• _Text for analysis_
The handbook also appears to ban LGBTQ students from coming out: “As a matter of right speech, we ask students not to openly discuss matters of personal sexuality.”

The ban isn’t just for LGBTQ students. One administrator at the Minnesota school said that then-principal Balsbaugh was asked why the school would accept non-Christian students but not the children of parents in same-sex relationships.

The administrator said that Balsbaugh responded that non-Christian students are “seeking truth” – that is, they can be converted – while the kids of same-sex couples can’t be accepted “because their life is so contrary to our beliefs, and essentially that it was a choice,” they recounted.

The school said that it has no formal policy on the children of same-sex couples but declined to explain further.

Faculty were also required to be straight. An employment agreement from 2014 that the AP reviewed said, “Blatant sexual immorality (for example, fornication, adultery, homosexual acts, etc.) has no place in the culture of Trinity Schools.”

The AP said that the people they interviewed in the schools didn’t know of any out faculty members and that it was widely understood that they would not be welcome.

Students said that the environment at the schools was harsh. Michael Leehan graduated from the Minnesota school in 2015 and said that he was once reprimanded by a dean just for hugging a friend who happened to be a boy.

“I don’t know how else to describe it,” the alum said. “He just got a kind of a mean look in his eye and venom in his voice.”

“Don’t do that stuff here,” he said he was told.

Four students said that when their class read Dante’s Inferno, a book that contains descriptions of the Christian hell, teachers at all three of the Trinity schools made it clear that gay men were “rightly suffering in hell.”

A Trinity graduate who refused to be named in the AP report said that he was forced to undergo conversion therapy when administrators at the school found out he was gay when he was 16. His parents were also members of the People of Praise. The organization denies any involvement with conversion therapy.

People of Praise is not a church but “a network of lay Christian intentional communities.” Most members are Catholic like Barrett.

While she hasn’t ruled on major LGBTQ rights cases, Barrett has a history of anti-LGBTQ comments. In 2015, she signed a letter opposing marriage equality, which said that it goes against the Catholic teaching on “the meaning of human sexuality, the significance of sexual difference and the complementarity of men and women.”

In a 2016 panel discussion, Barrett said that the idea that federal civil rights laws that ban discrimination “because of sex” also ban discrimination against transgender people – who face discrimination because their sex assigned at birth does not align with their gender identity – is a “strain the text” of federal law. The reasoning is the basis of the landmark LGBTQ Supreme Court victory in Bostock.

• _Directions_
Retype the passage on Trinity Schools from "The administrator said" to "not be welcome.".

• _Provided information_
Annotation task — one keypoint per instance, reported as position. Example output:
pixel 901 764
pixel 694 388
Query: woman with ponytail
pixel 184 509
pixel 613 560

• _Task solution_
The administrator said that Balsbaugh responded that non-Christian students are “seeking truth” – that is, they can be converted – while the kids of same-sex couples can’t be accepted “because their life is so contrary to our beliefs, and essentially that it was a choice,” they recounted.

The school said that it has no formal policy on the children of same-sex couples but declined to explain further.

Faculty were also required to be straight. An employment agreement from 2014 that the AP reviewed said, “Blatant sexual immorality (for example, fornication, adultery, homosexual acts, etc.) has no place in the culture of Trinity Schools.”

The AP said that the people they interviewed in the schools didn’t know of any out faculty members and that it was widely understood that they would not be welcome.